## Exercise material:
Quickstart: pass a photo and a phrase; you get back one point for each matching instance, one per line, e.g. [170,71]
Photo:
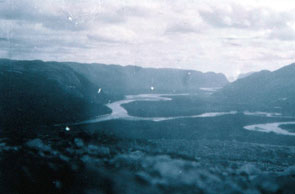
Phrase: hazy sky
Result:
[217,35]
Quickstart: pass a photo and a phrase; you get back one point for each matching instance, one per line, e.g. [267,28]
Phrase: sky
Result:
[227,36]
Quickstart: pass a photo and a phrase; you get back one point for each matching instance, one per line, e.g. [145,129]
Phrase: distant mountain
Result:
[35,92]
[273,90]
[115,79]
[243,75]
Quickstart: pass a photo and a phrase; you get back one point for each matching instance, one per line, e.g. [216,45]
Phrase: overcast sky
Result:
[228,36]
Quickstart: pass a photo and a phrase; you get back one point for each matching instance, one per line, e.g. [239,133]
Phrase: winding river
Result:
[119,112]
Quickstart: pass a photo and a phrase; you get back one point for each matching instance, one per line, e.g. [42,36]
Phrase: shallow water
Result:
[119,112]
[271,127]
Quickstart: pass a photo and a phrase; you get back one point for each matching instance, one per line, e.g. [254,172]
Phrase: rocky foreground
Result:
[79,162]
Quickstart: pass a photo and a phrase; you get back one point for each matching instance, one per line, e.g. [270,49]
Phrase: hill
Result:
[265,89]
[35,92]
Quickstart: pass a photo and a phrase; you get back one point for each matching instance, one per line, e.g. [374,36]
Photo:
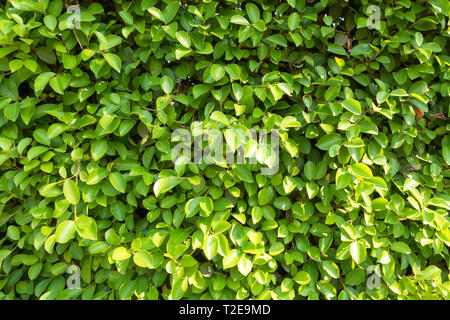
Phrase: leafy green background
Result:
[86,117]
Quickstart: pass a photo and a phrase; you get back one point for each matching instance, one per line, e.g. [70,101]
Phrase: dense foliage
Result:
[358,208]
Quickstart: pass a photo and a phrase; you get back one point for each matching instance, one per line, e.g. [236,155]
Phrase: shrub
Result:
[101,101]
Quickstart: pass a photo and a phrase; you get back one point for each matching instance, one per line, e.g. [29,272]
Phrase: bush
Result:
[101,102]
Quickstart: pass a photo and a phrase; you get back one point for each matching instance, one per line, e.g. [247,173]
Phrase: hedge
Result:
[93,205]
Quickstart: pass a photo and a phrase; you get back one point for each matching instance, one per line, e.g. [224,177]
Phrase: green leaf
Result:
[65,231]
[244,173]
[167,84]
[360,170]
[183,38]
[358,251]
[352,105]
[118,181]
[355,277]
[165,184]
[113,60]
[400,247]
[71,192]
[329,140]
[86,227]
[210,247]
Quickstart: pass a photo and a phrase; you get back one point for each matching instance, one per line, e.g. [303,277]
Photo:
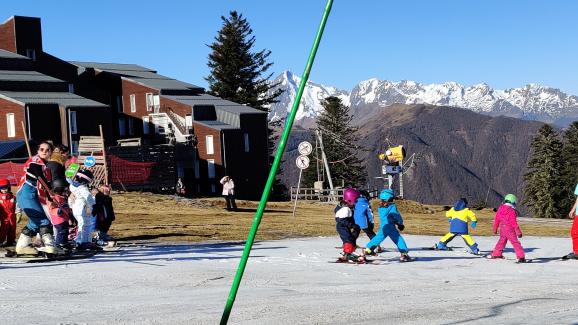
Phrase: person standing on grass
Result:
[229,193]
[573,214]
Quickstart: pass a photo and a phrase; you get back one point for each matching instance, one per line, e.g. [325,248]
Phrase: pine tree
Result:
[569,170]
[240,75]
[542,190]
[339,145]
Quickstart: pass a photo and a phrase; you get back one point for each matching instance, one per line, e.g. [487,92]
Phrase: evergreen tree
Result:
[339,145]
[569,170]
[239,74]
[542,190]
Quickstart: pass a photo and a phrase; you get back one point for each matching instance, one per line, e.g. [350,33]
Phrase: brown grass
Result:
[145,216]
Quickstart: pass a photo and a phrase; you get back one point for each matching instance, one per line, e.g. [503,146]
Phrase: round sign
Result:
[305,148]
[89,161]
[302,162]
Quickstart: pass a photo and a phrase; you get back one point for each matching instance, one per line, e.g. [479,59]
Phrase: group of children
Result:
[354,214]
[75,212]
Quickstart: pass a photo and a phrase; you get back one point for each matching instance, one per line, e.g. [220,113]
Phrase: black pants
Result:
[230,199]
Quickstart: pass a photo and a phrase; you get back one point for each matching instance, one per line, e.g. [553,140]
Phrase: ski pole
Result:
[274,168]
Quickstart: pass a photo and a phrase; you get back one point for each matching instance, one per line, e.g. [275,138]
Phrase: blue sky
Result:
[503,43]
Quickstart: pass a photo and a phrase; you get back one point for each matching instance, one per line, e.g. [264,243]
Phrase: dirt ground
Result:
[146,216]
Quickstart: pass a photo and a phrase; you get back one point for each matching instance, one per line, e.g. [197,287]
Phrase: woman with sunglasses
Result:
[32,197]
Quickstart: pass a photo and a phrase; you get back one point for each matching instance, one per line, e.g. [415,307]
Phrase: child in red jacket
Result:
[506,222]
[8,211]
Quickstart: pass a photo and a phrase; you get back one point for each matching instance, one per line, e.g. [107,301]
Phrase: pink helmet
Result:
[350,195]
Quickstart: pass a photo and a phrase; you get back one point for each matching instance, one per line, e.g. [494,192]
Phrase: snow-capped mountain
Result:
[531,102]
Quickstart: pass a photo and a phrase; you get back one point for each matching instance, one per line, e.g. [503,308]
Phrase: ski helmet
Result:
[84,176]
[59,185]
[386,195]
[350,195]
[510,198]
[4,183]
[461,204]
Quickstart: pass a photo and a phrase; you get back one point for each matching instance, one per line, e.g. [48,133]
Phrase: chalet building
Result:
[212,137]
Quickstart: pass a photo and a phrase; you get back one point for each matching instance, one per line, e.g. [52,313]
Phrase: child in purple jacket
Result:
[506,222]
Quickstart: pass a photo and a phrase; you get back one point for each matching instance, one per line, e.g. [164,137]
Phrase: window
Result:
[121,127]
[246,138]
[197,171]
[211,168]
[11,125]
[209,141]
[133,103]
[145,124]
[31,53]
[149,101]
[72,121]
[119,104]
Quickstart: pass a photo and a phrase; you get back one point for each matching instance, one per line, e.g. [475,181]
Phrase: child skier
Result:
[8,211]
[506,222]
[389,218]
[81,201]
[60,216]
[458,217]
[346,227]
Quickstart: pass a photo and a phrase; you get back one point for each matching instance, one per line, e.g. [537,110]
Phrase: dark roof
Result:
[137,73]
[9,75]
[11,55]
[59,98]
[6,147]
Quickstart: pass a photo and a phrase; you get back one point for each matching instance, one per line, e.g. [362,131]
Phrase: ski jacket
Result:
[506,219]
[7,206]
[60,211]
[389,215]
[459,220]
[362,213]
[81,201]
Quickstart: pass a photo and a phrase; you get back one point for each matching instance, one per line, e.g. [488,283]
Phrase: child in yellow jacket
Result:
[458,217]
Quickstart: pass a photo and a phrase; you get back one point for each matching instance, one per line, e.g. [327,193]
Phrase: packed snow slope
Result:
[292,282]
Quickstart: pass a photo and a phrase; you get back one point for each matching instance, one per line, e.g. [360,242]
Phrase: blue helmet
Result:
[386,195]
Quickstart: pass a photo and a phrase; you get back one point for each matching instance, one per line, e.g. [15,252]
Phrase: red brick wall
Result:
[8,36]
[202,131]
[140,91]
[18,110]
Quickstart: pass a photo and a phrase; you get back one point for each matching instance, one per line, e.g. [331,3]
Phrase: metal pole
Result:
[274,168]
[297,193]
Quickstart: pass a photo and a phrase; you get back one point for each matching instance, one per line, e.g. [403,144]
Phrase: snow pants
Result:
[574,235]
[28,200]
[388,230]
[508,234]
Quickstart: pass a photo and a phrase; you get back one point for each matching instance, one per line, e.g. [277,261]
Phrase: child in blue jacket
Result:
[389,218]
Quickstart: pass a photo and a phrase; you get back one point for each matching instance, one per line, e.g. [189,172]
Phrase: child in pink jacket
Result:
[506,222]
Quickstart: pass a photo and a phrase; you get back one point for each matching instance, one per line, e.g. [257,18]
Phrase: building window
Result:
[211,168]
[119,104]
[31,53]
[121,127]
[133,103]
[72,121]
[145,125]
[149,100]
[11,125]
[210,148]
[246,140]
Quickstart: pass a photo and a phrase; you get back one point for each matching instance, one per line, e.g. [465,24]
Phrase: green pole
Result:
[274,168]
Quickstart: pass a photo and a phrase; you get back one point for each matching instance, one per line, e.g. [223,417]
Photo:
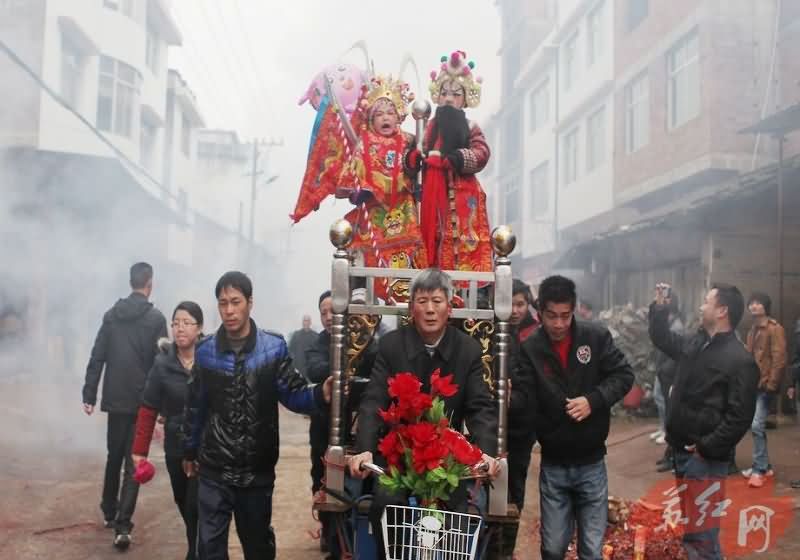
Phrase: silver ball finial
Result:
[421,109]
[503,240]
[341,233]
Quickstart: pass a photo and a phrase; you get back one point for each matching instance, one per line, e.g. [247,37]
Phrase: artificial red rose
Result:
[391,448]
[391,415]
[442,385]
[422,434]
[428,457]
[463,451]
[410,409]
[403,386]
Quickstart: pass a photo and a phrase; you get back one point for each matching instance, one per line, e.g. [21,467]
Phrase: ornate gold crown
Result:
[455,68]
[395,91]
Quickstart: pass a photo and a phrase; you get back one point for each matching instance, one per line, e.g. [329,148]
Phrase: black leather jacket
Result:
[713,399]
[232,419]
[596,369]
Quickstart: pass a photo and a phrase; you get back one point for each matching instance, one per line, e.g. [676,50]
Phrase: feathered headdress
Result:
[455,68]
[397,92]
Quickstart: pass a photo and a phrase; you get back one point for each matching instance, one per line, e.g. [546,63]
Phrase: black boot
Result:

## What is required:
Within the material, how many lines hold "window"? Say only the number.

## Expected output:
2